What is needed: Rewrite the records below with each "green foliage" changed to "green leaves" and nothing else altered.

Exercise inputs:
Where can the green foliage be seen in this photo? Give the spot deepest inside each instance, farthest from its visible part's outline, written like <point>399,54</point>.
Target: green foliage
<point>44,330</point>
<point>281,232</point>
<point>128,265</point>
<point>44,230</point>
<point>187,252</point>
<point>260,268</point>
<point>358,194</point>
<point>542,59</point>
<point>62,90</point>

Response to this task:
Where can the green leaves be seen in this photo? Give the spot deepest inside each instance, farthest from its visible part's outline, written like <point>399,54</point>.
Target: green leaves
<point>44,330</point>
<point>281,232</point>
<point>128,265</point>
<point>44,230</point>
<point>187,252</point>
<point>260,268</point>
<point>358,194</point>
<point>542,59</point>
<point>62,90</point>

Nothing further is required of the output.